#### Exercise instructions
Down to the final character, output the records below as they stand.

#### Records for this exercise

■ ■ ■ ■

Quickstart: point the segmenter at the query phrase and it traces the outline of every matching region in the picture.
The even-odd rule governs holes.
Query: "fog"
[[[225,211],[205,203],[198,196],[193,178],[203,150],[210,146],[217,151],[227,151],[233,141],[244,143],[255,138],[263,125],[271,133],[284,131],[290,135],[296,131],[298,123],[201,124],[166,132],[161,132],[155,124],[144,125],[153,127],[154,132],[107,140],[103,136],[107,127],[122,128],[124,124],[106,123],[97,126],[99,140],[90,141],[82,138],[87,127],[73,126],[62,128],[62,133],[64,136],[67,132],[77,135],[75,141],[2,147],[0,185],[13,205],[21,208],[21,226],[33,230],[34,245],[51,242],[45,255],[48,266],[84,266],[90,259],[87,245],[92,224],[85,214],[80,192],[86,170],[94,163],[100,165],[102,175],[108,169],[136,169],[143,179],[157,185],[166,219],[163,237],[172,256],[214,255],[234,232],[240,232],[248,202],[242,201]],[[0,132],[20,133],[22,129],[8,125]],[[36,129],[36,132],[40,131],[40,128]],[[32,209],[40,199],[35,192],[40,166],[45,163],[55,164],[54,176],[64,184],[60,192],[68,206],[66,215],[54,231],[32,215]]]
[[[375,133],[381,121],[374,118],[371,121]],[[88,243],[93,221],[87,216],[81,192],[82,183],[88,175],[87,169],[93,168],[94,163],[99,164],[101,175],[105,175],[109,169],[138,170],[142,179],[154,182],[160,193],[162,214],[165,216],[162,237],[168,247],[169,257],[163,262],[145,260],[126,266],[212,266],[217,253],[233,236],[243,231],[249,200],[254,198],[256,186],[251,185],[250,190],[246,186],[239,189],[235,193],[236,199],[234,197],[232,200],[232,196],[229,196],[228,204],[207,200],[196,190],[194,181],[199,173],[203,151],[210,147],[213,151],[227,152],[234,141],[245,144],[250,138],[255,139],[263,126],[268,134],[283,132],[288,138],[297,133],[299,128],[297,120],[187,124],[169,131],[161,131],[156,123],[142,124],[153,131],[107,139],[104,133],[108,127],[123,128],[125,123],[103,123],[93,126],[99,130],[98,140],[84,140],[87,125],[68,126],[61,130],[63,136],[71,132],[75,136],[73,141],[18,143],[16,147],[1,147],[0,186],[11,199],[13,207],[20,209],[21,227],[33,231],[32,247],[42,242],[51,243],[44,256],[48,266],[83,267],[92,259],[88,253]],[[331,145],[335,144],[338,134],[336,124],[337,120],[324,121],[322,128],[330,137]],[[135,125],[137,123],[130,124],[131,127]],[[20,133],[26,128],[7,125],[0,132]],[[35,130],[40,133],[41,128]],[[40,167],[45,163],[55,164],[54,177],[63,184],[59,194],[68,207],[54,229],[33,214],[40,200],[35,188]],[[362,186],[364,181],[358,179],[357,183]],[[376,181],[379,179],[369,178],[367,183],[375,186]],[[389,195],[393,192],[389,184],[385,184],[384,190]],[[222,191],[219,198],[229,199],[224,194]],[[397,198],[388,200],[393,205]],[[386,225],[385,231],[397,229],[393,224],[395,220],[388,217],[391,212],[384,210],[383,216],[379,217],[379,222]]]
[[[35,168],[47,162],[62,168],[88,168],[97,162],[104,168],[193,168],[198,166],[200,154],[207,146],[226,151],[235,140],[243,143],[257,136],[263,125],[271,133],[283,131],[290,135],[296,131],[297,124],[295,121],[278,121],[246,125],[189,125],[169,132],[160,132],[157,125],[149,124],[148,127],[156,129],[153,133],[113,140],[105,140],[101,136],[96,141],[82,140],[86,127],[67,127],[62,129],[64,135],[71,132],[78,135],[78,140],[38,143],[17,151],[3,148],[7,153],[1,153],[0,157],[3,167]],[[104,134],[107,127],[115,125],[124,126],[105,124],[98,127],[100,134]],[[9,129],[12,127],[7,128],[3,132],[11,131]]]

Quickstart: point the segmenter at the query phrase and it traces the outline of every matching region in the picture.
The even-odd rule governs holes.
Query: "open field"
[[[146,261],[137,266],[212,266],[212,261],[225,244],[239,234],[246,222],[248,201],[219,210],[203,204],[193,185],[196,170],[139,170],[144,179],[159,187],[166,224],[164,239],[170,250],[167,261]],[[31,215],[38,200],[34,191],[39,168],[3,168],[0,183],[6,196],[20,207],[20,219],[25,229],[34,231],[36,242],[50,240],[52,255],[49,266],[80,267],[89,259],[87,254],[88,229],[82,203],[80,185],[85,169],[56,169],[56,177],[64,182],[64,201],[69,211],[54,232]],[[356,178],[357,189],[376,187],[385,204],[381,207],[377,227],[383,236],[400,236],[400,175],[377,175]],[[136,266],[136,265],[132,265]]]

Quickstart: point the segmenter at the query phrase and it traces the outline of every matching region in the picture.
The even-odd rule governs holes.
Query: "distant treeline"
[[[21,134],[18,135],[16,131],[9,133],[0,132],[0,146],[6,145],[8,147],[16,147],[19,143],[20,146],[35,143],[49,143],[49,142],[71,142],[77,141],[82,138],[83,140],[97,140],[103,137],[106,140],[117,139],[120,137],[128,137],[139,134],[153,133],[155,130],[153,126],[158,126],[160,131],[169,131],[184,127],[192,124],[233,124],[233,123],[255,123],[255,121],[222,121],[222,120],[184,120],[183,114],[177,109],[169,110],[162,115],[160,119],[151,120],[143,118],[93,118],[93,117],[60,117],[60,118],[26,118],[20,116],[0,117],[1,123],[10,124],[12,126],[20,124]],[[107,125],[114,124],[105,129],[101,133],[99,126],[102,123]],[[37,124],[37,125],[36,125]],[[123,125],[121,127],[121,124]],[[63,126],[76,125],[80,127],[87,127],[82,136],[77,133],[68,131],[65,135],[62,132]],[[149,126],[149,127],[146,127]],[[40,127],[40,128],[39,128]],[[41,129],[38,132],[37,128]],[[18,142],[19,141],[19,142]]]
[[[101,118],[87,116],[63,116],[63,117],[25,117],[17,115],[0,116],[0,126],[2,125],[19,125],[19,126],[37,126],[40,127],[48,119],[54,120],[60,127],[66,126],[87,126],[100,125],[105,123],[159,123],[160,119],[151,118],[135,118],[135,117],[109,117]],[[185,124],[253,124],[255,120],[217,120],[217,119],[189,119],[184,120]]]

■ ■ ■ ■

#### Completed exercise
Quickstart: point the segmenter at the query phrase and it traces the outline of every matching region in the picture.
The even-odd rule governs holes.
Query: "fog"
[[[225,211],[205,203],[198,196],[193,178],[203,150],[210,146],[217,151],[227,151],[233,141],[244,143],[255,138],[263,125],[271,133],[284,131],[290,135],[296,131],[298,123],[201,124],[166,132],[161,132],[155,124],[144,125],[153,127],[154,132],[107,140],[103,136],[107,127],[122,128],[124,124],[106,123],[97,126],[99,140],[90,141],[82,138],[87,127],[73,126],[62,128],[62,133],[64,136],[67,132],[77,135],[75,141],[2,147],[0,185],[13,205],[21,208],[21,226],[33,230],[34,245],[51,242],[45,255],[48,266],[84,266],[90,259],[87,245],[92,224],[85,214],[80,192],[86,170],[94,163],[100,165],[102,175],[108,169],[136,169],[143,179],[157,185],[166,219],[163,237],[172,256],[214,255],[234,232],[240,232],[248,202],[242,201]],[[0,132],[20,133],[22,129],[8,125]],[[36,129],[36,132],[40,131],[40,128]],[[32,209],[40,199],[35,192],[40,166],[45,163],[55,164],[54,176],[64,184],[60,192],[68,206],[66,215],[54,231],[32,215]]]
[[[375,133],[381,121],[374,118],[371,121]],[[88,243],[93,221],[87,216],[81,192],[82,183],[88,175],[87,169],[93,168],[94,163],[99,164],[101,175],[105,175],[109,169],[138,170],[142,179],[154,182],[160,193],[162,214],[165,216],[162,237],[168,247],[169,257],[163,262],[145,260],[126,266],[212,266],[217,253],[233,236],[243,231],[249,200],[254,198],[256,186],[251,185],[250,190],[246,186],[239,189],[235,193],[236,199],[234,197],[232,200],[232,196],[229,196],[228,204],[207,200],[196,190],[194,181],[199,173],[203,151],[210,147],[213,151],[227,152],[234,141],[245,144],[250,138],[255,139],[263,126],[268,134],[283,132],[288,138],[297,133],[299,128],[297,120],[187,124],[169,131],[161,131],[156,123],[142,124],[153,131],[107,139],[104,133],[108,127],[123,128],[125,123],[103,123],[93,126],[99,130],[98,140],[84,140],[87,125],[68,126],[61,130],[63,136],[71,132],[75,136],[73,141],[18,143],[16,147],[1,147],[0,186],[11,199],[13,207],[20,209],[21,227],[33,231],[32,247],[42,242],[51,243],[44,256],[48,266],[83,267],[92,259],[88,253]],[[331,145],[335,144],[338,134],[336,124],[337,120],[324,121],[322,128],[330,137]],[[135,125],[137,123],[130,124],[131,127]],[[20,133],[26,128],[7,125],[0,132]],[[35,130],[40,133],[41,128]],[[40,167],[45,163],[55,164],[54,177],[63,184],[59,194],[68,207],[54,229],[33,214],[40,200],[35,188]],[[362,186],[364,181],[358,179],[357,183]],[[376,181],[379,179],[369,178],[367,183],[375,186]],[[389,195],[393,192],[389,184],[385,184],[384,190]],[[222,191],[219,198],[229,199],[224,194]],[[397,198],[388,200],[393,205]],[[386,225],[385,231],[397,229],[393,224],[395,220],[388,217],[391,212],[384,210],[383,216],[379,217],[379,222]]]
[[[35,168],[47,162],[62,168],[88,168],[97,162],[104,168],[193,168],[198,166],[200,154],[207,146],[226,151],[235,140],[243,143],[257,136],[263,125],[271,133],[283,131],[290,135],[296,131],[297,124],[295,121],[278,121],[246,125],[189,125],[169,132],[160,132],[157,125],[149,124],[148,127],[156,129],[153,133],[113,140],[105,140],[101,136],[96,141],[82,140],[86,127],[67,127],[62,129],[64,135],[71,132],[78,135],[78,140],[38,143],[17,151],[3,148],[7,153],[1,153],[0,157],[3,167]],[[104,134],[107,127],[115,125],[124,126],[105,124],[98,127],[100,134]],[[9,129],[12,127],[7,128],[3,132],[11,131]]]

Quickstart: point the segmenter at the query phrase and it traces the outline of every matching region in the picture.
The even-odd rule governs holes.
Query: "open field"
[[[146,261],[137,266],[212,266],[212,261],[225,244],[239,234],[246,222],[248,201],[219,210],[203,204],[193,185],[196,170],[139,170],[144,179],[159,187],[166,224],[164,239],[170,250],[167,261]],[[31,215],[38,200],[34,191],[39,168],[3,168],[0,183],[6,196],[20,207],[20,219],[25,229],[34,231],[36,242],[50,240],[52,255],[49,266],[80,267],[89,259],[87,254],[88,229],[82,203],[80,185],[85,169],[56,169],[56,177],[64,182],[64,201],[69,211],[54,232]],[[356,178],[357,189],[376,187],[385,204],[381,207],[377,227],[383,236],[400,236],[400,175],[377,175]],[[136,266],[136,265],[132,265]]]

Quickstart: point the segmenter at the query phrase and it traces the outline of every matching region in the picture.
The even-odd rule governs holes.
Query: "distant treeline"
[[[21,134],[18,135],[16,131],[9,133],[0,132],[0,146],[6,145],[8,147],[16,147],[19,143],[20,146],[35,143],[49,143],[49,142],[71,142],[77,141],[82,138],[83,140],[97,140],[103,137],[106,140],[117,139],[120,137],[128,137],[139,134],[153,133],[155,130],[153,126],[158,126],[160,131],[169,131],[184,127],[192,124],[233,124],[233,123],[255,123],[255,121],[222,121],[222,120],[184,120],[183,114],[177,109],[169,110],[162,115],[160,119],[151,120],[143,118],[93,118],[93,117],[60,117],[60,118],[26,118],[20,116],[0,117],[1,123],[10,124],[12,126],[20,124]],[[107,125],[114,124],[105,129],[101,133],[99,126],[102,123]],[[37,124],[37,125],[36,125]],[[123,125],[121,127],[121,124]],[[63,126],[76,125],[80,127],[87,127],[82,136],[77,133],[68,131],[65,135],[62,132]],[[149,126],[149,127],[146,127]],[[40,127],[40,128],[39,128]],[[41,129],[38,132],[37,128]],[[18,142],[19,141],[19,142]]]
[[[101,118],[87,116],[63,116],[63,117],[25,117],[17,115],[0,116],[0,126],[2,125],[19,125],[19,126],[37,126],[40,127],[48,119],[54,120],[60,127],[66,126],[87,126],[100,125],[105,123],[159,123],[160,119],[151,118],[135,118],[135,117],[109,117]],[[185,124],[253,124],[255,120],[217,120],[217,119],[189,119],[184,120]]]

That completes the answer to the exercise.